**Excerpted text:**
Big RED Riding in da Hood

Funny Puns

I wondered why the baseball was getting bigger. Then it hit me.

I’m reading a book about anti-gravity. It’s impossible to put down.

I couldn’t quite remember how to throw a boomerang, but eventually it came back to me.

There was a sign on the lawn at a drug re-hab center that said ‘Keep off the Grass’.

A hole has been found in the nudist camp small hot tubs. The police are looking into it.

Atheism is a non-prophet organization.

A small boy swallowed some coins and was taken to a hospital. When his grandmother telephoned to ask how he was a nurse said ‘No change yet’.


A few other good PUNs

  • If the cops arrest a mime, do they tell him he has the right to remain silent?
  • What do you get when you cross the Atlantic Ocean with the Titanic? … Half way.
  • The world’s full of apathy, but I don’t care.
  • I’m still not sure if I understand ambiguity.
  • I have a twin brother; he’s identical, but I’m not.
  • Don’t be redundant by repeating yourself. Twice.


Heres some good PUNs

  • Does fuzzy logic tickle?
  • At Scotland’s Glasgow University, the following note was seen hanging on a lecturer’s door: “Today’s tutorial is canceled because Dr. N. is il.” After the misspelled final word, a student had penciled in: “(sic)”.
  • So, when naming groups of items [called collective nouns], you’ve heard of a pride of lions, an exaltation of larks, a conspiracy of ravens and a charm of finches. … … How about the following?


I like to play on words

I love POWs or playing on words. I think it is really fun to do and I will be posting a bunch of pows on here.

**Data to examine:**
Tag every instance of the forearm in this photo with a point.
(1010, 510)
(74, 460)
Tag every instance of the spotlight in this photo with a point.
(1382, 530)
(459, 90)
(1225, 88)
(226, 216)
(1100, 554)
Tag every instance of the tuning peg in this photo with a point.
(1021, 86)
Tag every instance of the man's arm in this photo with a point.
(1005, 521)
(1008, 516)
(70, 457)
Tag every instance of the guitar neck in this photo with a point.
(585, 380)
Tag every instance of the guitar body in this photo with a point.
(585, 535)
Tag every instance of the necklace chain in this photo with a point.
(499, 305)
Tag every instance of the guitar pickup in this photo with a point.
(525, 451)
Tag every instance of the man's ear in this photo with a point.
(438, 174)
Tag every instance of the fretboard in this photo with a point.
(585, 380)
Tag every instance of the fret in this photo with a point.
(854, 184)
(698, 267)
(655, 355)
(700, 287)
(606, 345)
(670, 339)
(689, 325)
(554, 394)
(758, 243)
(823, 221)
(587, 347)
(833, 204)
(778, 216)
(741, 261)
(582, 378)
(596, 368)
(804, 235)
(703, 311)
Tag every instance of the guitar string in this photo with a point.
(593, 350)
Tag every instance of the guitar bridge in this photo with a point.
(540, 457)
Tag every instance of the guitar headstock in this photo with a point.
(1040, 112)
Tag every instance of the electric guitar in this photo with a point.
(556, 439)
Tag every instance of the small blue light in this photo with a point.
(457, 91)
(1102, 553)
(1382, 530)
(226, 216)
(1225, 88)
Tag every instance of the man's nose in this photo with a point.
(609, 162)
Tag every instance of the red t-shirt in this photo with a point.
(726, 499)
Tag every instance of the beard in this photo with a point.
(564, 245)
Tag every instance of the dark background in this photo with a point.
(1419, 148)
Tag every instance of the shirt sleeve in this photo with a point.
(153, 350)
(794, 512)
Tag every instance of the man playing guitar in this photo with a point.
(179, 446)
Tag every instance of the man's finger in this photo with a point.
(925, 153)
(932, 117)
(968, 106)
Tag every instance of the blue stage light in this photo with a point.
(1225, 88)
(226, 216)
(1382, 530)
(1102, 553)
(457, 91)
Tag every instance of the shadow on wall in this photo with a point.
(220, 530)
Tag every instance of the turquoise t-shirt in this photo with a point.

**What you will do:**
From the puns page, print everything from "A hole has been" down to "I don’t care." word for word.

**Answer space:**
A hole has been found in the nudist camp small hot tubs. The police are looking into it.

Atheism is a non-prophet organization.

A small boy swallowed some coins and was taken to a hospital. When his grandmother telephoned to ask how he was a nurse said ‘No change yet’.


A few other good PUNs

  • If the cops arrest a mime, do they tell him he has the right to remain silent?
  • What do you get when you cross the Atlantic Ocean with the Titanic? … Half way.
  • The world’s full of apathy, but I don’t care.